Every entry below should be printed exactly, without its images.

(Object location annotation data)

◆ ◆ ◆

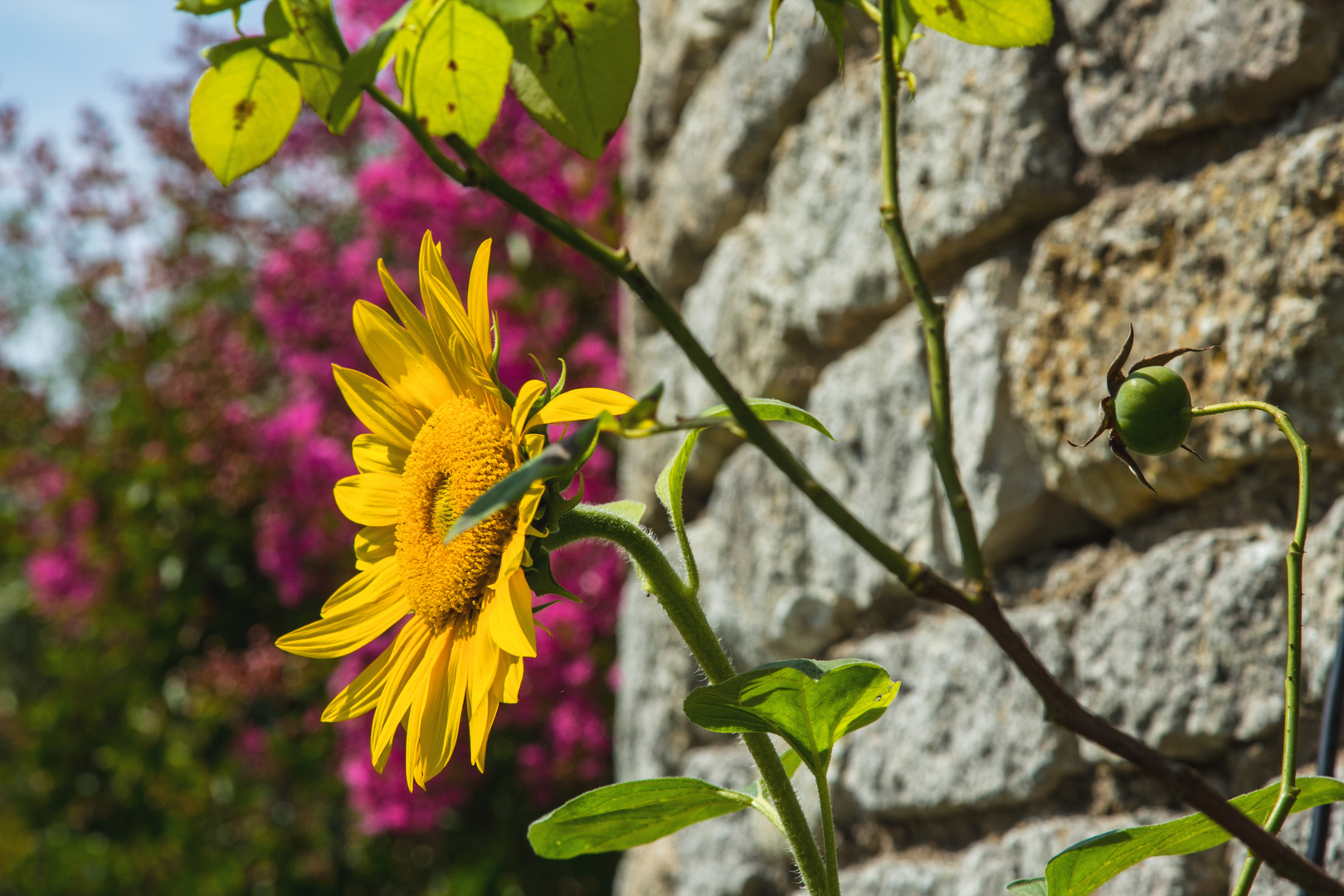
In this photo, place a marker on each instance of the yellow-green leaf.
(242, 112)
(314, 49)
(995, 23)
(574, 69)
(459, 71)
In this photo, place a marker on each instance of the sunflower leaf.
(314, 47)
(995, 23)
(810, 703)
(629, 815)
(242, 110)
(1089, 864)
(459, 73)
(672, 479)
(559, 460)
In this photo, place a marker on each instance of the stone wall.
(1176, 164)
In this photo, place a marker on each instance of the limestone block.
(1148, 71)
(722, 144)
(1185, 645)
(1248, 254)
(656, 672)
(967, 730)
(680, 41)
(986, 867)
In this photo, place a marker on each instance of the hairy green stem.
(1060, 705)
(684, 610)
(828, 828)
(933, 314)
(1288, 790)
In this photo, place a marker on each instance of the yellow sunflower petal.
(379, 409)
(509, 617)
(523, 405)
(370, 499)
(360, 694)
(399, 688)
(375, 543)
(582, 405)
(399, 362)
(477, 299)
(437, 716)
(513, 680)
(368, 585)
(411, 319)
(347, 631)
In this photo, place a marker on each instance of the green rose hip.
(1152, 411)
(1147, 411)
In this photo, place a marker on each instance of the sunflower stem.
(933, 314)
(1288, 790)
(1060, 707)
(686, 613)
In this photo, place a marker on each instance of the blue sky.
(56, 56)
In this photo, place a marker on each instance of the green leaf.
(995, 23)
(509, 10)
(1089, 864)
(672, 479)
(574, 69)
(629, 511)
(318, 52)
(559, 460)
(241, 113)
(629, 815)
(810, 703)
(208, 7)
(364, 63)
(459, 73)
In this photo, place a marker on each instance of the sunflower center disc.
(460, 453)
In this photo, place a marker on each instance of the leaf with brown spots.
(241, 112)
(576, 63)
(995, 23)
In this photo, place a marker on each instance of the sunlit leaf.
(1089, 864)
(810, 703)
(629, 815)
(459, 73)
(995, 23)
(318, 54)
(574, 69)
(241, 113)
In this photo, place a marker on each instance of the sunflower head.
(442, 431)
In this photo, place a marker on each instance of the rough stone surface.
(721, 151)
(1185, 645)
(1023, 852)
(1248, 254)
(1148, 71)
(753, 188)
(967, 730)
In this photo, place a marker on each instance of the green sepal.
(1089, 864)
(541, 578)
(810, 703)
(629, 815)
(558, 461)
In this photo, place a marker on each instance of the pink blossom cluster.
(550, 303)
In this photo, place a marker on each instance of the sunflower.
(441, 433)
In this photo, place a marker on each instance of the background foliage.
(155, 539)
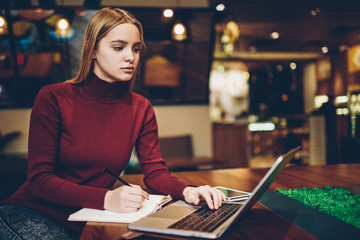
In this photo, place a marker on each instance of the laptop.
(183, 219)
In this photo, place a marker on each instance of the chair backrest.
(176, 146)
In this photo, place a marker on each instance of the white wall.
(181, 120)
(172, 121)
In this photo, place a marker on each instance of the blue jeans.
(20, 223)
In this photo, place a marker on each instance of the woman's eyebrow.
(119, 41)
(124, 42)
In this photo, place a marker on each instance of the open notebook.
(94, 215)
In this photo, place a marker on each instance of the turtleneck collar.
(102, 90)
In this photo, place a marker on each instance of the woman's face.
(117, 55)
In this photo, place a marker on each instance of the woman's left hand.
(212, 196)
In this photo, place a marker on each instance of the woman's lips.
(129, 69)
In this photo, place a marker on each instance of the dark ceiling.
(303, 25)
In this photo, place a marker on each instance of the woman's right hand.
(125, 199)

◆ ◆ ◆

Correct answer
In this photo, place a marker on each instance of the yellow-green leaf.
(242, 112)
(314, 49)
(995, 23)
(574, 69)
(459, 71)
In this photo, place a marker on each instance of the sunflower leaf.
(314, 47)
(995, 23)
(810, 703)
(629, 815)
(242, 110)
(1089, 864)
(459, 73)
(672, 479)
(559, 460)
In this photo, place a marker on each instance of the stone wall.
(1176, 164)
In this photo, place a marker on each instance of the limestone block.
(1148, 71)
(722, 144)
(1185, 645)
(1248, 254)
(656, 672)
(967, 730)
(680, 41)
(986, 867)
In this photo, place a marker on each instance of the hairy green stem.
(1060, 705)
(684, 610)
(828, 828)
(933, 314)
(1288, 790)
In this photo, place a marker on each instance of the yellow sunflower petal.
(379, 409)
(509, 617)
(523, 405)
(370, 499)
(360, 694)
(399, 688)
(375, 543)
(582, 405)
(399, 362)
(477, 299)
(437, 716)
(513, 680)
(368, 585)
(411, 319)
(347, 631)
In this photo, place a marker on each instance of the green rose hip.
(1152, 411)
(1147, 411)
In this photo, place a marker on each instance of the sunflower stem.
(933, 314)
(1288, 790)
(1060, 707)
(686, 613)
In this photo, place a marker on each instance of the blue sky.
(56, 56)
In this photo, place a marker on each instance of the green leaf.
(995, 23)
(509, 10)
(1089, 864)
(672, 479)
(574, 69)
(629, 511)
(318, 52)
(559, 460)
(241, 113)
(629, 815)
(810, 703)
(208, 7)
(364, 63)
(459, 73)
In this photo, place a marker on each instance of the sunflower center disc.
(460, 453)
In this photo, place a marker on each instance of the leaf with brown spots.
(241, 112)
(576, 63)
(995, 23)
In this photo, place a marker on each instance of the sunlit leaf.
(1089, 864)
(810, 703)
(629, 815)
(459, 73)
(995, 23)
(318, 54)
(574, 69)
(241, 113)
In this photo, place a marker on each instance of the sunflower head.
(442, 431)
In this photo, place a marker on each instance of the rough stone surface.
(721, 151)
(1185, 645)
(1023, 852)
(1248, 254)
(1148, 71)
(753, 188)
(967, 730)
In this photo, place a marker on each instance of the green sepal.
(1089, 864)
(541, 578)
(810, 703)
(629, 815)
(558, 461)
In this photo, place a marker on each instance of the pink blossom cluster.
(550, 303)
In this photo, place a marker on each instance of the sunflower.
(441, 433)
In this photo, place a marker on each instance of the background foliage.
(155, 539)
In this photo, place a marker on each instance of the laptop.
(183, 219)
In this photo, place a marker on each instance of the chair backrest.
(176, 146)
In this photo, place a marker on each instance of the white wall.
(181, 120)
(172, 121)
In this photo, place a marker on each instance of the blue jeans.
(20, 223)
In this photo, place a marker on each instance of the woman's eyebrow.
(119, 41)
(124, 42)
In this photo, place a marker on each instance of the open notebook.
(94, 215)
In this photo, place a marker on each instance of the turtleneck collar.
(102, 90)
In this photo, place a marker on each instance of the woman's face.
(117, 55)
In this photo, place a marker on each instance of the woman's left hand.
(212, 196)
In this photo, place a marker on each instance of the woman's lips.
(129, 69)
In this photo, place a marker on each instance of the dark ceiling.
(303, 25)
In this photo, place a marker on each instance of the woman's right hand.
(125, 199)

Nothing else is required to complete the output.